§ GOAL OF THE EXERCISE
Copy out every line of the records below word for word, leaving out the pictures.

§ RECORDS SHOWN
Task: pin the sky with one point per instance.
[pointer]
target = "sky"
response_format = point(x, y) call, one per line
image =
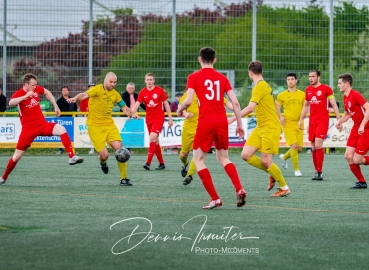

§ ANSWER BELOW
Task: pin the sky with one point per instance.
[pointer]
target = "sky"
response_format = point(x, y) call, one per line
image =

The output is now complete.